| WHAT NEEDS TO BE DONE |
Pull out each line in the entries below that contains the word "road".

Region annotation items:
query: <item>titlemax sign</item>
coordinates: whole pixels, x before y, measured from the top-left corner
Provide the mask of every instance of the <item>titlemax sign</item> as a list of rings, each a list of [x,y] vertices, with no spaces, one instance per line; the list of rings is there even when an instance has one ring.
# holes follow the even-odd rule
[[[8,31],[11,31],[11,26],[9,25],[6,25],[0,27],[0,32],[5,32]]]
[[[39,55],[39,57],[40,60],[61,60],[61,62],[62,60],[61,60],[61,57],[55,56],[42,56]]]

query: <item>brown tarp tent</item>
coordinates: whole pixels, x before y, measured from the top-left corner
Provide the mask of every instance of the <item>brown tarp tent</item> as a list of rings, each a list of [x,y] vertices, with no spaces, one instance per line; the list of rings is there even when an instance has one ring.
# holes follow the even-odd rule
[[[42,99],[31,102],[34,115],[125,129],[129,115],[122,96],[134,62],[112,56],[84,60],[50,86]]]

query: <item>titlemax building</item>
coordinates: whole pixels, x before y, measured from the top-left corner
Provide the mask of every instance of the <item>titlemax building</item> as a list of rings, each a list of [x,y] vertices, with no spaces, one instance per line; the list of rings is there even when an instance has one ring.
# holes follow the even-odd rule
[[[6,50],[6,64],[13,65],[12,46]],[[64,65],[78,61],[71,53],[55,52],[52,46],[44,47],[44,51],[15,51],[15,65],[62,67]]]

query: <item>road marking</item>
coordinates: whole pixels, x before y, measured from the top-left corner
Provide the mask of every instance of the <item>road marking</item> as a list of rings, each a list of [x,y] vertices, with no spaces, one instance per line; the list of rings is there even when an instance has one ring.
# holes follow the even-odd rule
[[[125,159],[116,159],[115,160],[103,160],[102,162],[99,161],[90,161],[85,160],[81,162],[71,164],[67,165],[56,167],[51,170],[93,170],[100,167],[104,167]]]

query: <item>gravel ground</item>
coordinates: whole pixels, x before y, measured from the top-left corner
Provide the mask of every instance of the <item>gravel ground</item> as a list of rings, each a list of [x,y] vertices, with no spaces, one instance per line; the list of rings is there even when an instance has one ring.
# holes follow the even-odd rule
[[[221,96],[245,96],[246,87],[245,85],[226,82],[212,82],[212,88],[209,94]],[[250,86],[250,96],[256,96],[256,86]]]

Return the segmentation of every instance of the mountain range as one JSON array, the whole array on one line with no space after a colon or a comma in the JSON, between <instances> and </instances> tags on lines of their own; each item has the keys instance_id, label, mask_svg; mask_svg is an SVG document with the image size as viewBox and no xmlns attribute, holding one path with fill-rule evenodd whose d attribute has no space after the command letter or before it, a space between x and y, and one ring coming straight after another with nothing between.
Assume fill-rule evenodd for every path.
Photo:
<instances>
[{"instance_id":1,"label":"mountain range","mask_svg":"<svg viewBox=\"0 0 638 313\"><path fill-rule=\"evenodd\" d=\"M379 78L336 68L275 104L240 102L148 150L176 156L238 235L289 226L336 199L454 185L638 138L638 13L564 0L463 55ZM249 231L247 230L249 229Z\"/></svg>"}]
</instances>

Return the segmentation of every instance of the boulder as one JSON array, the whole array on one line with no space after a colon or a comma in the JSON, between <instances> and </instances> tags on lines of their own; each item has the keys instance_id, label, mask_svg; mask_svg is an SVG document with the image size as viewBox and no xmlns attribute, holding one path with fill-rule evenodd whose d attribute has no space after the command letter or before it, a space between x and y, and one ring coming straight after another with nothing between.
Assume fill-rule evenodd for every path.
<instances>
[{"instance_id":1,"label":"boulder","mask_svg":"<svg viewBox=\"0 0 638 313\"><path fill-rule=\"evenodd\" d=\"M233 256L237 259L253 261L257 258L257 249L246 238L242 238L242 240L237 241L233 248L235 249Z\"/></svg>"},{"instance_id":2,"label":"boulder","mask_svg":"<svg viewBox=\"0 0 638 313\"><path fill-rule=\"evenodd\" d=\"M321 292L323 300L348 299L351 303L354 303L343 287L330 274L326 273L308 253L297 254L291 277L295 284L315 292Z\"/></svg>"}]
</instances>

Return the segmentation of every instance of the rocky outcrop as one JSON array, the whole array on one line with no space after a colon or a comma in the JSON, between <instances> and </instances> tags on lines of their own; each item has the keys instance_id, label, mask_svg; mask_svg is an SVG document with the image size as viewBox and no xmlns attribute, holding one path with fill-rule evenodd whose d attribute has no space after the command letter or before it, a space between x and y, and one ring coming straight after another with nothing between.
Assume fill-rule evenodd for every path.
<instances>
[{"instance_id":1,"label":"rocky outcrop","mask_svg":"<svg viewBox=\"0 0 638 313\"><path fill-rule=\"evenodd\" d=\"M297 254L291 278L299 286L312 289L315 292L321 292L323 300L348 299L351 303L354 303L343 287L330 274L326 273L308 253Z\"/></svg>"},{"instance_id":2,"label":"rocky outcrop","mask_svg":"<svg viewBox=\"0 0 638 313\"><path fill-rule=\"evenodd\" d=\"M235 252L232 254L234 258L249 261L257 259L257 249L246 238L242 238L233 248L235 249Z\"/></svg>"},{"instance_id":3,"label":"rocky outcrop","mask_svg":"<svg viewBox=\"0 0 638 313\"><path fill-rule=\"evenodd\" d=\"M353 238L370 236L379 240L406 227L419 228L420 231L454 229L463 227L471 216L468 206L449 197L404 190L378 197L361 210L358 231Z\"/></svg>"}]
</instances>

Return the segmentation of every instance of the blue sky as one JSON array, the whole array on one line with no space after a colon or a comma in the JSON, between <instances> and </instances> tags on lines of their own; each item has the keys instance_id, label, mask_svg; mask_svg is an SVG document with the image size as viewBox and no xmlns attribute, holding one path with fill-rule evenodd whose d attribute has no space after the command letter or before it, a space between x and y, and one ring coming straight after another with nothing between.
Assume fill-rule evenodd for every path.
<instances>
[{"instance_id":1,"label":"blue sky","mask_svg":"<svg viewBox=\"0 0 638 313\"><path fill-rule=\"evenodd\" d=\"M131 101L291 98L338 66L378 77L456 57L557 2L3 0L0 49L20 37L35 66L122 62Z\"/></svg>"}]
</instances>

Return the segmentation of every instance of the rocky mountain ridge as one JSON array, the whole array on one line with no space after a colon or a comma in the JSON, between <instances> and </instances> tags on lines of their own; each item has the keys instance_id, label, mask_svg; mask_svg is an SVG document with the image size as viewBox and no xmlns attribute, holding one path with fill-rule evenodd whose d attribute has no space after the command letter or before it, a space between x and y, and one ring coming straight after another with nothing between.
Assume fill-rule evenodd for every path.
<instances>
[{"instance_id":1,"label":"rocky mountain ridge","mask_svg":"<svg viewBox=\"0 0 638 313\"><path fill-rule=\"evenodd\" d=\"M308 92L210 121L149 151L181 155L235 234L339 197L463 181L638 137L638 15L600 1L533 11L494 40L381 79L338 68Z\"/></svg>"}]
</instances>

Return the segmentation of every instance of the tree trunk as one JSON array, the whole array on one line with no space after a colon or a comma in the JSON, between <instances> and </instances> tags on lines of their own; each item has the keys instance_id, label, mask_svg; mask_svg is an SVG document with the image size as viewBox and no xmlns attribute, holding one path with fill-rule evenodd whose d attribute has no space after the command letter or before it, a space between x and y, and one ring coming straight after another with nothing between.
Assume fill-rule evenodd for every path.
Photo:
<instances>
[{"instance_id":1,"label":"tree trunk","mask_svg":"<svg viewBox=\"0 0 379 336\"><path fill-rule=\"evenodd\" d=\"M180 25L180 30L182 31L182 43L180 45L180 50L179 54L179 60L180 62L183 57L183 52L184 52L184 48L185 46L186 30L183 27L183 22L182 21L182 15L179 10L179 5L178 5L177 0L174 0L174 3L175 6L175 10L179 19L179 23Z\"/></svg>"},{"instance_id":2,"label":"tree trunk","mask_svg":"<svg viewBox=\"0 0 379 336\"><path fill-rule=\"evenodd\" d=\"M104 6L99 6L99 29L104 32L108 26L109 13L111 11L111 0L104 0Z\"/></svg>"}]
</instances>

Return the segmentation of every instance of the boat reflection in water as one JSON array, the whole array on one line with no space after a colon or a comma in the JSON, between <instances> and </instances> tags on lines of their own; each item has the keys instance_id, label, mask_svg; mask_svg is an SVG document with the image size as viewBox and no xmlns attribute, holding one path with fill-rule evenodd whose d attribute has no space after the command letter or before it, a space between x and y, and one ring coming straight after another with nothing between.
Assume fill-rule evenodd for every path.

| RESPONSE FOR THIS EXERCISE |
query: <item>road marking</item>
Provide the mask of every instance of the <item>road marking</item> as a list of rings, each a list of [x,y] vertices, with no spaces, one instance per line; the list of rings is there even when an instance has one ring.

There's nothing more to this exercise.